## 問題
江川紹子氏の講演会についての文章から、「ジャーナリスト 江川紹子さんの講演から」で始まり「い状況はいけないと思います。」で終わる部分をそのまま抜き出しなさい。

市民公開講演会 江川紹子

協会は10月11日、ホテルグランテラス富山にて江川紹子氏を講師に市民公開講演会を開催し、155名が参加しました。江川氏は「私の取材ノートから読み解く この国のかたち~混迷の時代を生きる、命と人権の重さ~」と題して講演。これまでの国政や事件の取材を振り返りながら、物事を「善か悪か」の二元論で見るとわかりやすいが、両極に分けて考えるのではなく両方それぞれの面を見ていくことが大切だと述べました。
2004年のイラク日本人人質事件を契機に「自己責任」という言葉が一般受けしたことに触れ、「自身との違いを強調するのか、共通点を手掛かりに想像力を働かせるのかで結論が違ってくる。私たち民衆の中に二元論的な考えがあることを自覚した上で、社会をどうするか考えたい」と呼び掛けました。

私の取材ノートから読み解くこの国のかたち

ジャーナリスト 江川紹子さんの講演から

「善か悪か」の二元論では本質が見えにくくなる

江川 紹子(えがわ しょうこ) 1958年東京都生まれ。 1982年早稲田大学政治経済学部 卒業、神奈川新聞社入社。 1987年同社を退社、以後フリー。 国際情勢や国内の社会問題、教育 問題、若者をめぐる状況、人権・ 平和等に関して、精力的に取材・ 執筆を行っている。

正しいか間違っているかというように、2つに分けてしまう概念を二元論といいます。私は、この両極に分けて考えるというやり方は違うと思います。
格差が話題になり始めた頃、報道番組での討論会に参加することになりました。最初の質問は、「あなたは格差に賛成ですか、反対ですか」。私は「答えられません」と言いました。自由な社会の中で競争があれば、結果として格差がつくのは当然です。しかし底辺になってしまった人たちが健康で文化的な最低限度の生活が営めない、底辺から再び上がる機会がない状況はいけないと思います。
二元論では、物事の本質が見えにくくなってしまいます。両方の面を見ていくことが大切です。

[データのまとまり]
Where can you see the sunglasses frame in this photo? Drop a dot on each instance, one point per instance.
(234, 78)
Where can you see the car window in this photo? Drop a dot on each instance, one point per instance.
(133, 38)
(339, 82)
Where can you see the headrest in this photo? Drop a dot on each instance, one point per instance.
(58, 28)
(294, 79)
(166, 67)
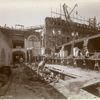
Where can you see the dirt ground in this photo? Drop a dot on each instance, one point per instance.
(26, 85)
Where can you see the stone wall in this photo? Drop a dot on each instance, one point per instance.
(5, 50)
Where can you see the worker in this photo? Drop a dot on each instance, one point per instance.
(41, 65)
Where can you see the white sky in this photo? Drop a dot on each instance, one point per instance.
(33, 12)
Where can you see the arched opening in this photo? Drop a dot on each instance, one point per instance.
(16, 55)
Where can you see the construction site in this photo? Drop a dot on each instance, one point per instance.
(57, 60)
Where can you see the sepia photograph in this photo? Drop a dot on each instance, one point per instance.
(49, 49)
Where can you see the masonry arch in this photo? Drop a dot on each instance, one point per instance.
(16, 55)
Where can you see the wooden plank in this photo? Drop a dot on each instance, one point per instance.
(92, 82)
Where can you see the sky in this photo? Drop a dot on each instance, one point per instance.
(33, 12)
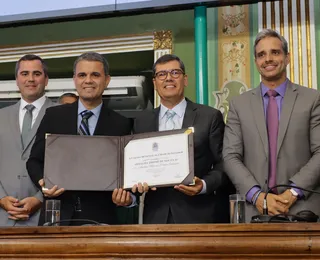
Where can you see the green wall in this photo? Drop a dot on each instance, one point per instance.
(180, 22)
(317, 29)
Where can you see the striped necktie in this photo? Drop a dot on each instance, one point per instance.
(170, 124)
(84, 126)
(26, 125)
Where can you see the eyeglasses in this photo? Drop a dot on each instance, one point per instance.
(163, 74)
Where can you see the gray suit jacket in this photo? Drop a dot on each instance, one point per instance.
(14, 178)
(246, 152)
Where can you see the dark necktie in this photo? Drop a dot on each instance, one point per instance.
(26, 125)
(169, 123)
(273, 125)
(84, 126)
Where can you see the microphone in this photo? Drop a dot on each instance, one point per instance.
(92, 222)
(265, 218)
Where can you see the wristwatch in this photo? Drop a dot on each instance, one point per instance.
(294, 193)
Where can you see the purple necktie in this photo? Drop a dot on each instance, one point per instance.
(273, 125)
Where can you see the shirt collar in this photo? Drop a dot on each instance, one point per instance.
(38, 103)
(281, 89)
(178, 109)
(95, 111)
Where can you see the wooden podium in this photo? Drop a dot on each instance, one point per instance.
(245, 241)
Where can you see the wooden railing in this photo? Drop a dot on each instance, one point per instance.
(247, 241)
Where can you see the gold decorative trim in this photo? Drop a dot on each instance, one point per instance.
(298, 7)
(273, 16)
(264, 15)
(162, 40)
(309, 62)
(281, 18)
(290, 40)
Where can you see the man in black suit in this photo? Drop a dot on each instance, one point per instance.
(91, 77)
(184, 204)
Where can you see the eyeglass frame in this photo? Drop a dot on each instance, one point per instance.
(181, 72)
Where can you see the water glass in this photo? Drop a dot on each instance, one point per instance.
(237, 208)
(52, 212)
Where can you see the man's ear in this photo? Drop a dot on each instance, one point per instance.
(288, 59)
(185, 80)
(108, 78)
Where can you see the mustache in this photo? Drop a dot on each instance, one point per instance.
(270, 63)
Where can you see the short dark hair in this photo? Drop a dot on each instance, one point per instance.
(30, 57)
(166, 58)
(67, 95)
(270, 33)
(92, 56)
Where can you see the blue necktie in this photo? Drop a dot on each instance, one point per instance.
(84, 126)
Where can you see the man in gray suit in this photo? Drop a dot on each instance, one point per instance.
(20, 200)
(272, 136)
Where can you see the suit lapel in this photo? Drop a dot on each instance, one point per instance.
(151, 121)
(14, 123)
(287, 107)
(36, 124)
(190, 115)
(102, 127)
(259, 117)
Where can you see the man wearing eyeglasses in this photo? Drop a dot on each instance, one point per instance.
(184, 204)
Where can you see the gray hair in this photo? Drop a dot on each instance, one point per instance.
(67, 95)
(270, 33)
(92, 56)
(31, 57)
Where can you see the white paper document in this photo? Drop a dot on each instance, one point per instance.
(158, 161)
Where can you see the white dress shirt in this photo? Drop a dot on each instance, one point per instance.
(35, 112)
(180, 110)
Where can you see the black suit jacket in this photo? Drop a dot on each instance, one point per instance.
(208, 136)
(62, 119)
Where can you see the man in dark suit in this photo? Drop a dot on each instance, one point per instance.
(91, 77)
(184, 204)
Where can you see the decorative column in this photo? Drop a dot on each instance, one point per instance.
(200, 25)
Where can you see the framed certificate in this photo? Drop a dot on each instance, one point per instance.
(76, 162)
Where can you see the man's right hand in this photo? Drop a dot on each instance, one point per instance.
(7, 204)
(276, 204)
(51, 193)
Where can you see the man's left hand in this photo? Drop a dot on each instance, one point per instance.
(287, 195)
(29, 205)
(121, 197)
(191, 190)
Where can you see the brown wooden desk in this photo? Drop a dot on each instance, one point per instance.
(248, 241)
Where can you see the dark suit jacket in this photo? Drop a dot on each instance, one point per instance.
(209, 128)
(96, 206)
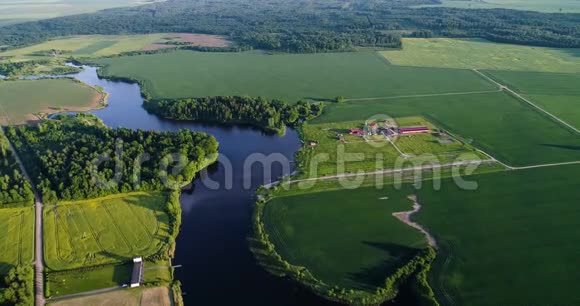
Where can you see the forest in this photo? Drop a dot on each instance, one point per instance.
(77, 157)
(269, 115)
(309, 26)
(15, 190)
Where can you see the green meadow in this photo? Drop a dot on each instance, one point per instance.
(23, 101)
(347, 238)
(286, 76)
(109, 230)
(17, 239)
(497, 123)
(481, 54)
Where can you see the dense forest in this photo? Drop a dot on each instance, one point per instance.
(77, 157)
(310, 26)
(15, 190)
(269, 115)
(18, 287)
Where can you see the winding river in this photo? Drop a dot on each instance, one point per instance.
(217, 266)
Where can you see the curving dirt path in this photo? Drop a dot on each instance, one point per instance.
(405, 217)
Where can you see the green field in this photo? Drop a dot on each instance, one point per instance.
(416, 149)
(103, 231)
(547, 6)
(14, 11)
(481, 54)
(286, 76)
(17, 239)
(497, 123)
(518, 228)
(22, 101)
(345, 238)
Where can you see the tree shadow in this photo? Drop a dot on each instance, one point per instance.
(373, 277)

## 解答例
ジャーナリスト 江川紹子さんの講演から

「善か悪か」の二元論では本質が見えにくくなる

江川 紹子(えがわ しょうこ) 1958年東京都生まれ。 1982年早稲田大学政治経済学部 卒業、神奈川新聞社入社。 1987年同社を退社、以後フリー。 国際情勢や国内の社会問題、教育 問題、若者をめぐる状況、人権・ 平和等に関して、精力的に取材・ 執筆を行っている。

正しいか間違っているかというように、2つに分けてしまう概念を二元論といいます。私は、この両極に分けて考えるというやり方は違うと思います。
格差が話題になり始めた頃、報道番組での討論会に参加することになりました。最初の質問は、「あなたは格差に賛成ですか、反対ですか」。私は「答えられません」と言いました。自由な社会の中で競争があれば、結果として格差がつくのは当然です。しかし底辺になってしまった人たちが健康で文化的な最低限度の生活が営めない、底辺から再び上がる機会がない状況はいけないと思います。